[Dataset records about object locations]

──────────────────────────────

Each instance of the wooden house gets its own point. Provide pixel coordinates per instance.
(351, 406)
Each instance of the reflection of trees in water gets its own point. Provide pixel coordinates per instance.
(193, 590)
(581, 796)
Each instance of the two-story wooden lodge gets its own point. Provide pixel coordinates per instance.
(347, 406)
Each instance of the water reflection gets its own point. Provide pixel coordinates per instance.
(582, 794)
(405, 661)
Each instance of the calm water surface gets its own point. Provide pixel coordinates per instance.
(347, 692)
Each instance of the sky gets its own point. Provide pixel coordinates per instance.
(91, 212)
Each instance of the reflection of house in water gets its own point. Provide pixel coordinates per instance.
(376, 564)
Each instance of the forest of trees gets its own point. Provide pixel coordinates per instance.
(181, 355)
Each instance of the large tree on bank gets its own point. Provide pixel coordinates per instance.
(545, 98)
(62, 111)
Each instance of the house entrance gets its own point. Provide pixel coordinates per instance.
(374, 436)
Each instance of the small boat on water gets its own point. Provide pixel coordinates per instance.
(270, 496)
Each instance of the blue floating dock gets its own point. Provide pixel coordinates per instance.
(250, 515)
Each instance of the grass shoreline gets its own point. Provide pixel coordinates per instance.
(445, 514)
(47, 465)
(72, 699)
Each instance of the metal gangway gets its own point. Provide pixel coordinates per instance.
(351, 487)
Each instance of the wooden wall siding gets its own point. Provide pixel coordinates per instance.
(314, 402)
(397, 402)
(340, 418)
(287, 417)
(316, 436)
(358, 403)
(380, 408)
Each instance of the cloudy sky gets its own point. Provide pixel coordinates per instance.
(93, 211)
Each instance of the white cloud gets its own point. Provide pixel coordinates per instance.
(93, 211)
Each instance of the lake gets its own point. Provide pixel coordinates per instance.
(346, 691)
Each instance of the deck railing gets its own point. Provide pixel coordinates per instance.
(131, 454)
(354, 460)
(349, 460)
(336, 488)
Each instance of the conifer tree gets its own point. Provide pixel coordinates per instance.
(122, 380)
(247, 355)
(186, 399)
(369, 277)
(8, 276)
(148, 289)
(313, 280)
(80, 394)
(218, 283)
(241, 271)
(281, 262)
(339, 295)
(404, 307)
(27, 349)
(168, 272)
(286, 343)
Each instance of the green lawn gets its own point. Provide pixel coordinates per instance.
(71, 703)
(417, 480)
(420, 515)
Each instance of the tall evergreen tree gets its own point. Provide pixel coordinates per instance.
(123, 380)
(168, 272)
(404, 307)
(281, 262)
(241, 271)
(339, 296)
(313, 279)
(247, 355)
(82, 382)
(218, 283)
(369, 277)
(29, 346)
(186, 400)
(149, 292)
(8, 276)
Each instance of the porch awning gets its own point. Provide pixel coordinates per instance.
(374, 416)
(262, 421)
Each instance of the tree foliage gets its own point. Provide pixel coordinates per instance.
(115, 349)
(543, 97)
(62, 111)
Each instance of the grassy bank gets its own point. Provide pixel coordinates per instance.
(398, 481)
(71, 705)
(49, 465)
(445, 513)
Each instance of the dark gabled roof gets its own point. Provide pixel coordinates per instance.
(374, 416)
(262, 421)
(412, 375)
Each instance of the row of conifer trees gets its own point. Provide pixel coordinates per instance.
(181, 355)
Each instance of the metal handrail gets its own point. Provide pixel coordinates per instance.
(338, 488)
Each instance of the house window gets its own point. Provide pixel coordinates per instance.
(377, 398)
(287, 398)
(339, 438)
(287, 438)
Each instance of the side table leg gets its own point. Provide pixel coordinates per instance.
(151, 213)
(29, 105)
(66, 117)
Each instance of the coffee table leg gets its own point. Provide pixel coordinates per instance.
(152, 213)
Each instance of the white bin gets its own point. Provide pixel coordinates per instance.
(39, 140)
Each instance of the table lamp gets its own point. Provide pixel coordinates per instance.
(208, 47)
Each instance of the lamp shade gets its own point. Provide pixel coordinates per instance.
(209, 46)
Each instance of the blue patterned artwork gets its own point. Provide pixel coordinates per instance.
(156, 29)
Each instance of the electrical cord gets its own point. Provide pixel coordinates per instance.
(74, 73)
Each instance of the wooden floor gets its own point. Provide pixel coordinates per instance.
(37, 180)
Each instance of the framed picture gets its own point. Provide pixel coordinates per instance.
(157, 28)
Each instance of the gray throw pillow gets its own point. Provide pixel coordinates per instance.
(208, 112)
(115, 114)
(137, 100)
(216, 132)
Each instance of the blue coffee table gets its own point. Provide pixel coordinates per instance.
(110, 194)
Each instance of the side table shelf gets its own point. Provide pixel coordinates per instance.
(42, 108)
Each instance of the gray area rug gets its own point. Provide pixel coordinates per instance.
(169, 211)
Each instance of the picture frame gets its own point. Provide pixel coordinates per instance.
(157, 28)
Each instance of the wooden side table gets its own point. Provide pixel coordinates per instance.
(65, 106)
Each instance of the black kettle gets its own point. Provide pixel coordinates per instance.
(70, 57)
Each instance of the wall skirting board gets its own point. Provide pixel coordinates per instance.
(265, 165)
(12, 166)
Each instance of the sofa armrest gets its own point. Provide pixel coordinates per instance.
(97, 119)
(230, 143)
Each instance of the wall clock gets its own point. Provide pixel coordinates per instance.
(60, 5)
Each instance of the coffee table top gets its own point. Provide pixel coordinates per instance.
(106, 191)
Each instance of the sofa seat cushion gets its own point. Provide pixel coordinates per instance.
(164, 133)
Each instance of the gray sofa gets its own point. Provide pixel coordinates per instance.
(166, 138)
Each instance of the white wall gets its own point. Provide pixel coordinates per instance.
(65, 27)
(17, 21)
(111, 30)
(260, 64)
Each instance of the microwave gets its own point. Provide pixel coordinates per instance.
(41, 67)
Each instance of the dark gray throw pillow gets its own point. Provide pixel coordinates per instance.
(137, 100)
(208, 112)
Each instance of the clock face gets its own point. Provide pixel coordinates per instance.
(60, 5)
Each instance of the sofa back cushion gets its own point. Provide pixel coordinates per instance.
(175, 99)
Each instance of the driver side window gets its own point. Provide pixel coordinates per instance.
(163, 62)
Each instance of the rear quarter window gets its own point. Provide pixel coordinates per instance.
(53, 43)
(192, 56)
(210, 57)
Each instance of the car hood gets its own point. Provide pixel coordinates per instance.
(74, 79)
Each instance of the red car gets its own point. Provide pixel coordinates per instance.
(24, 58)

──────────────────────────────

**Task to carry out:** Give all the records again. Match them exactly.

**Result for this task:**
Each instance of the wooden house gets its own point. Provide pixel coordinates per instance.
(351, 406)
Each instance of the reflection of trees in water gets its own point. Provide pixel coordinates per instance.
(193, 590)
(581, 796)
Each instance of the two-story wooden lodge gets its own point. Provide pixel coordinates per instance.
(347, 406)
Each instance of the water reflection gets its own point. Provide pixel coordinates per instance.
(582, 794)
(405, 661)
Each instance of the calm water surface gets its own point. Provide pixel coordinates per instance.
(347, 692)
Each instance of the sky gets its own point. Provide pixel coordinates per instance.
(91, 212)
Each instance of the reflection of house in water gets its own point. Provide pixel coordinates per instance.
(376, 564)
Each instance of the forest of trees gets its own point. Provide pixel coordinates per instance.
(181, 355)
Each instance of the large tree on bank gets its own point. Provide pixel coordinates per instance.
(545, 98)
(62, 111)
Each instance of the house entrance gets its own point. Provide pixel coordinates per instance.
(374, 436)
Each instance of the small boat on water gets its own point. Provide pixel coordinates per instance.
(270, 496)
Each instance of the blue floating dock gets its own point. Provide pixel coordinates per instance.
(250, 515)
Each instance of the grass shoreline gets its own point. Provide pixel coordinates per instance.
(445, 514)
(47, 465)
(72, 699)
Each instance of the metal gangway gets its own point. Provide pixel coordinates per instance.
(351, 487)
Each instance of the wooden wall siding gets its own point. Provide pixel coordinates per instance.
(314, 402)
(397, 402)
(340, 418)
(287, 417)
(316, 436)
(358, 403)
(380, 408)
Each instance of the cloudy sky gets its own point. Provide pixel coordinates per instance.
(93, 211)
Each instance of the white cloud gets its own point. Provide pixel coordinates per instance.
(93, 211)
Each instance of the lake gets its own point. Provide pixel coordinates per instance.
(346, 691)
Each instance of the deck railing gets its own point. Provide pixel coordinates per instance.
(131, 454)
(354, 460)
(349, 460)
(336, 488)
Each instance of the conifer tree gets its own point. Provide pixel coordinates per instance.
(122, 380)
(247, 355)
(186, 399)
(369, 277)
(8, 276)
(148, 289)
(313, 280)
(80, 394)
(218, 283)
(241, 271)
(281, 262)
(339, 295)
(404, 307)
(27, 349)
(168, 272)
(286, 343)
Each instance of the green lawn gets its own point. Provide pixel coordinates per instance.
(71, 703)
(417, 480)
(420, 515)
Each instance of the tall evergreen tree gets its own point. Provide pixel coordinates per instance.
(123, 380)
(168, 272)
(404, 307)
(281, 262)
(241, 271)
(339, 296)
(313, 279)
(247, 355)
(82, 382)
(218, 283)
(369, 277)
(29, 346)
(186, 400)
(149, 292)
(8, 276)
Each instance of the porch awning gets its own point. Provide pixel coordinates per instance.
(374, 416)
(262, 421)
Each instance of the tree foliage gets its own point. Provide pixel coordinates per instance.
(115, 349)
(543, 97)
(62, 111)
Each instance of the grassy bank gets its own point. Provide pixel coordinates per instance.
(398, 481)
(71, 705)
(49, 465)
(445, 513)
Each instance of the dark gabled roof gets its own point. Provide pixel coordinates per instance.
(374, 416)
(262, 421)
(412, 375)
Each instance of the row of conifer trees gets its own point. Provide pixel coordinates per instance.
(181, 355)
Each instance of the metal handrail gets its own point. Provide pixel coordinates per instance.
(338, 488)
Each instance of the house window gets its own point. Provide pixel coordinates per instance.
(377, 398)
(287, 398)
(339, 438)
(287, 438)
Each instance of the side table leg gets its own point. Provide pixel coordinates per instance.
(151, 213)
(29, 105)
(66, 117)
Each instance of the coffee table leg gets its own point. Provide pixel coordinates per instance.
(152, 213)
Each instance of the white bin gets its own point. Provide pixel coordinates per instance.
(39, 140)
Each instance of the table lamp gets its own point. Provide pixel coordinates per instance.
(208, 47)
Each instance of the lamp shade gets its own point. Provide pixel coordinates per instance.
(209, 46)
Each instance of the blue patterned artwork gets its own point. Provide pixel coordinates per instance.
(156, 29)
Each instance of the electrical cord gets its own point. Provide pixel coordinates per instance.
(74, 73)
Each instance of the wooden floor gets its own point. Provide pixel coordinates per instance.
(37, 180)
Each instance of the framed picture gets its own point. Provide pixel coordinates per instance.
(157, 28)
Each instance of the gray throw pillow gets its own point. Provide pixel coordinates per instance.
(208, 112)
(115, 114)
(137, 100)
(216, 132)
Each instance of the blue coffee table gets its own point. Provide pixel coordinates per instance.
(110, 194)
Each instance of the side table shelf gets its own point. Provide pixel coordinates per instance.
(42, 108)
Each instance of the gray area rug gets its own point. Provide pixel coordinates per instance.
(169, 211)
Each instance of the picture frame gets its own point. Provide pixel coordinates per instance.
(157, 28)
Each instance of the wooden side table gets its own point. Provide pixel coordinates per instance.
(65, 106)
Each instance of the black kettle gets its own point. Provide pixel coordinates per instance.
(70, 57)
Each instance of the wall skirting board gets its own point. Provide pixel coordinates per instance.
(265, 165)
(12, 166)
Each instance of the sofa armrest gets its own point. Provide pixel coordinates per instance.
(97, 119)
(230, 143)
Each instance of the wall clock gets its own point. Provide pixel coordinates per instance.
(60, 5)
Each instance of the coffee table top gets its own point. Provide pixel coordinates per instance.
(106, 191)
Each instance of the sofa seat cushion gets its own point. Provide pixel coordinates per instance.
(164, 133)
Each instance of the gray sofa gets its own point. Provide pixel coordinates per instance.
(166, 138)
Each instance of the white wall gets its own point. Provide pixel coordinates per instance.
(65, 27)
(17, 21)
(111, 30)
(260, 64)
Each instance of the microwave gets its own point. Provide pixel coordinates per instance.
(41, 67)
Each instance of the dark gray throw pillow gets its own point. Provide pixel coordinates per instance.
(137, 100)
(208, 112)
Each instance of the clock face gets its own point. Provide pixel coordinates per instance.
(60, 5)
Each instance of the sofa back cushion gets its own point. Provide pixel coordinates per instance.
(175, 99)
Each instance of the driver side window gets its own point. Provide pixel coordinates per instance.
(163, 62)
Each instance of the rear quarter window gets its own point. Provide pixel coordinates per instance.
(53, 43)
(192, 56)
(210, 57)
Each instance of the car hood gets its own point. Provide pixel coordinates per instance.
(74, 79)
Each instance of the red car gets its own point. Provide pixel coordinates per instance.
(24, 58)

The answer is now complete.